Back on Friday, before Women’s World Cup Rugby distracted me for a long weekend, I started this post with the claim, “As of this moment, both Kilmar Abrego and John Bolton are free men.”

That claim, of course, has been overtaken by events.

Friday started with a search of Bolton’s Maryland home, reportedly in a renewed investigation into the mishandling of classified information that went into his book (see Ben Wittes’ first hand account here). In an interview taped (and partially released that day), JD Vance revealed not only that he was part of the investigative decisions targeting Bolton, but effectively admitted this was a fishing expedition, basically a search of the Trump critic’s home to find out if they could target him with a crime.

VICE PRES. JD VANCE:

We’re in the very early stages of an ongoing investigation into John Bolton. I will say we’re going to let that investigation proceed. What I can tell you is that, unlike the Biden DOJ and the Biden FBI, our law enforcement agencies are going to be driven by law and not by politics. And so if we think that Ambassador Bolton has committed a crime, of course, eventually prosecutions will come. But as you know, Kristen, this is all part of gathering evidence, trying to understand something that we’re worried about. And, of course, I’ll let the FBI comment on the next stage of the investigation.

KRISTEN WELKER:

What’s at the root of this? Is this about classified documents?

VICE PRES. JD VANCE:

Well, again, I’ll let the FBI speak to that. Classified documents are certainly part of it. But I think that there’s a broad concern about, about Ambassador Bolton. They’re going to look into it. And like I said, if there’s no crime here, we’re not going to prosecute it. If there is a crime here, of course, Ambassador Bolton will get his day in court. That’s how it should be. But again, our focus here is on did he break the law? Did he commit crimes against the American people? If so, then he deserves to be prosecuted.

This was heavy handed dick-wagging, the White House making it clear they were personally directing searches of Trump’s defectors.

Meanwhile, Abrego was free on Friday when I started this post. He was released from pre-trial detention in Tennessee, only to be detained at an ICE check-in on Monday. Judge Paula Xinis has ordered the government not to deport him — to Uganda — until she can review the evidence of retaliation for his decision to contest first his illegal deportation and then the Tennessee charges against him. He has formally requested to be deported to Costa Rica.

Abrego’s very good attorney, Sean Hecker, described how much courage it took Abrego to fight this fight:

One of Mr. Abrego Garcia’s lawyers, Sean Hecker, said after the detention that the threat of deportation came even as Costa Rica was willing to take him in as a refugee. “The government’s campaign of retribution continues because Mr. Abrego refuses to be coerced into pleading guilty to a case that should never have been brought,” he said.

What you should do:
Write out the stretch of the passage on John Bolton and Kilmar Abrego from "That claim, of" through "with a crime.", word for word.

Entries shown:
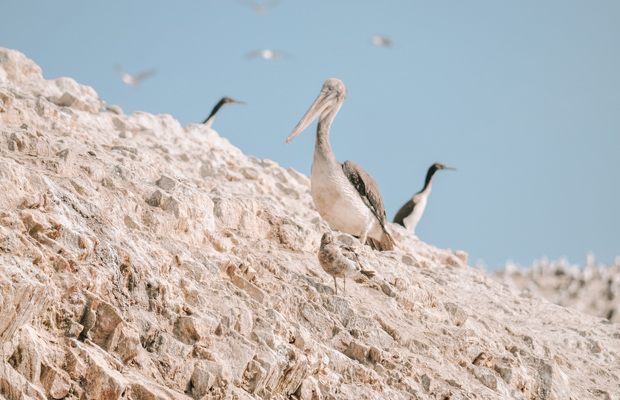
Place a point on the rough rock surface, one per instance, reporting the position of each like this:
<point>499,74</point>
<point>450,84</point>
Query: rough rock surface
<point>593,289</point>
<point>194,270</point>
...
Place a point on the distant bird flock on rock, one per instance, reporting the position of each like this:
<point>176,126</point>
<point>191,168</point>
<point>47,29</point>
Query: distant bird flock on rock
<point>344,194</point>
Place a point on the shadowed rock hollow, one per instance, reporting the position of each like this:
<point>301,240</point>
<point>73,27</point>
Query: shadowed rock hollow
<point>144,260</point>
==
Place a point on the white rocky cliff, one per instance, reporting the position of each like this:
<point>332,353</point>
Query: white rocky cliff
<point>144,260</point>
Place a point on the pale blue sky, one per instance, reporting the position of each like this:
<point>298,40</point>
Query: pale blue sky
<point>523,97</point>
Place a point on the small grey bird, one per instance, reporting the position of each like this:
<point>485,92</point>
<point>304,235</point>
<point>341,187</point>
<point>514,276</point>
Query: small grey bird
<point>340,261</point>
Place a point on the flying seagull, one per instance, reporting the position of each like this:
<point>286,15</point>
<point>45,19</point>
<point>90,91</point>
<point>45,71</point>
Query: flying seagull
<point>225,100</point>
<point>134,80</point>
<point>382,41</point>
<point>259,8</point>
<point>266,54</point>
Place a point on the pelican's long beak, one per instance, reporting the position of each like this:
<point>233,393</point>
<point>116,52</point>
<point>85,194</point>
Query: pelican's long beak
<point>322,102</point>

Full output:
That claim, of course, has been overtaken by events.

Friday started with a search of Bolton’s Maryland home, reportedly in a renewed investigation into the mishandling of classified information that went into his book (see Ben Wittes’ first hand account here). In an interview taped (and partially released that day), JD Vance revealed not only that he was part of the investigative decisions targeting Bolton, but effectively admitted this was a fishing expedition, basically a search of the Trump critic’s home to find out if they could target him with a crime.